### Recorded information ###

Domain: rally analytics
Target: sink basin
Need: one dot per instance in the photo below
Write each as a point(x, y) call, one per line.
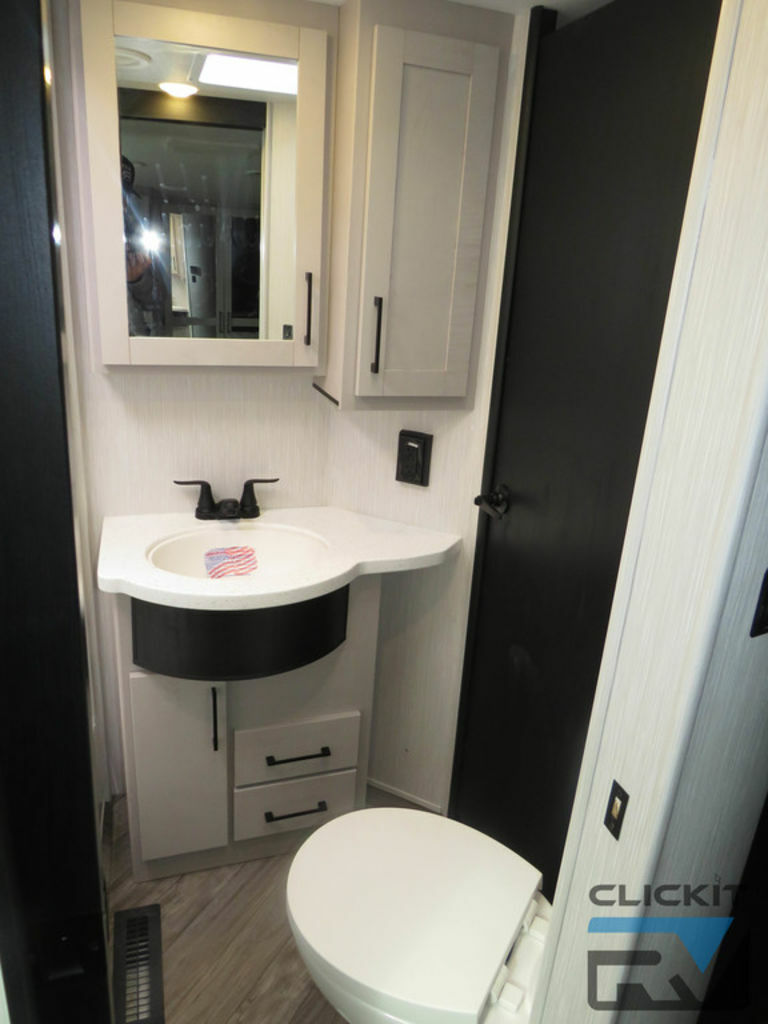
point(283, 606)
point(299, 554)
point(275, 549)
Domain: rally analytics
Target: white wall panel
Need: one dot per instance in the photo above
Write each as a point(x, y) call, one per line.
point(656, 717)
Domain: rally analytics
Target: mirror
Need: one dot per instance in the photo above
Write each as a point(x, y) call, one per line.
point(209, 194)
point(222, 199)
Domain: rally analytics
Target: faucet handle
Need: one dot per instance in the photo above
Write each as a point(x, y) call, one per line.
point(249, 507)
point(206, 506)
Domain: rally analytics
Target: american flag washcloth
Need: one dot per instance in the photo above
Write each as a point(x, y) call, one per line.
point(230, 561)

###

> Goal of the exercise: Copy out all of the lines above word for word, leaving out the pictures.

> Expected answer:
Domain: rally analytics
Target: sink basin
Need: one dot per instance in the photo below
Write each as a point(x, y) call, one per line.
point(283, 606)
point(299, 554)
point(275, 549)
Domain: rally analytics
Target: white wall panel
Need: one dot per instance in the photo above
Write each as a point(x, y) call, one per line.
point(656, 717)
Domain: rally analytics
Target: mirror
Need: one dot per instance in the photo above
Write each as a point(x, y) call, one per line.
point(209, 194)
point(222, 199)
Domain: rally analytics
Target: faucet handle
Need: one dot per instance in the photo above
Write each as a point(x, y) call, one per line.
point(249, 507)
point(206, 506)
Domain: rally analytics
Target: american flag washcloth
Need: one dot per instance in the photo above
Write each as a point(x, y) call, one per line.
point(230, 561)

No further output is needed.